MATERIAL FOR THE TASK

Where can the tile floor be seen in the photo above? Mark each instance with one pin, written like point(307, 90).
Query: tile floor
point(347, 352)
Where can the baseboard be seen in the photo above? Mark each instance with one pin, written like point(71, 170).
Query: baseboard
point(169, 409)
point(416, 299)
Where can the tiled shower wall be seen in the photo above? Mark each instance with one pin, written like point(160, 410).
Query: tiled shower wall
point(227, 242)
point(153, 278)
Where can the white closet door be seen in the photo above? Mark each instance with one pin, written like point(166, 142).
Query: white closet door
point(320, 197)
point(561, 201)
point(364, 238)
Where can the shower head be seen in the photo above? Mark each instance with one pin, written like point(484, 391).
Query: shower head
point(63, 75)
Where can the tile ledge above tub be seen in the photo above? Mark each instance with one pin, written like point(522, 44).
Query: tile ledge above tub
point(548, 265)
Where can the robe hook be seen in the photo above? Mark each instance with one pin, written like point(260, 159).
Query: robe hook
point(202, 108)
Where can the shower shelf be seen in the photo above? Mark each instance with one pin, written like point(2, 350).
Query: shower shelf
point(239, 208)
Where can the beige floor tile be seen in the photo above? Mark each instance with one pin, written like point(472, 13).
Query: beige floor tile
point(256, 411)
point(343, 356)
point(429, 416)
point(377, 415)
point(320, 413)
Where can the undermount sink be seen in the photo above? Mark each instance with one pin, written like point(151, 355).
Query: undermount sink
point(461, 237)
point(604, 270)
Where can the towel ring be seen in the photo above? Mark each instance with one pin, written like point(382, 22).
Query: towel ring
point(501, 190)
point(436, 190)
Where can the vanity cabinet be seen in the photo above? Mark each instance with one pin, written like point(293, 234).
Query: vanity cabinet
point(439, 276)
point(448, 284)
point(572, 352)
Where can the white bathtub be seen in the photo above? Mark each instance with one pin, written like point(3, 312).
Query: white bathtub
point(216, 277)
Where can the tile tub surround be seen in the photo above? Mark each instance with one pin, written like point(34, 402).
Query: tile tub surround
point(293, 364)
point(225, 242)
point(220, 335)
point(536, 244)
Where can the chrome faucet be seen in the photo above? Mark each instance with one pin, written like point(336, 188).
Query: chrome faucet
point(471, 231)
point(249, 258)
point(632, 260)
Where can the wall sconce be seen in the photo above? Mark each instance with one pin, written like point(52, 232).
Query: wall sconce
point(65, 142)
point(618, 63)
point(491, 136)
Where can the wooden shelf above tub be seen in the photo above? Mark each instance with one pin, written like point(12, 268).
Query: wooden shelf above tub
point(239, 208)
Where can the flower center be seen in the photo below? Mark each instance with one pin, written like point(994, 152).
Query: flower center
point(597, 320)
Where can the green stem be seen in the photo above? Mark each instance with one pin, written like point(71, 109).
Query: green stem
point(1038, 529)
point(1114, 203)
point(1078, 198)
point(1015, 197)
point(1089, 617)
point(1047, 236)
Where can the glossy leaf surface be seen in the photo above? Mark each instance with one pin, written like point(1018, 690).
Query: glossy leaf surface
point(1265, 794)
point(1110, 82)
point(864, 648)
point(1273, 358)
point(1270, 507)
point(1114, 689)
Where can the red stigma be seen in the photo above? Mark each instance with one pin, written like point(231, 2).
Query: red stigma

WRITTEN TASK
Can you format the lines above as a JSON list of strings, one string per line with blank lines left out, beginning with the line that contains "Where can the shower shelf" and continuing through the line that contains "point(320, 413)"?

SOLUTION TO THE EXERCISE
[
  "Where can the shower shelf be seen in the photo above? Mark each instance with one pin, written like point(2, 350).",
  "Query: shower shelf",
  "point(239, 208)",
  "Where can the beige floor tile be seen in the photo above? Mark each instance with one pin, written like point(472, 13).",
  "Query: beige floor tile",
  "point(256, 411)",
  "point(343, 356)",
  "point(429, 416)",
  "point(377, 415)",
  "point(320, 413)"
]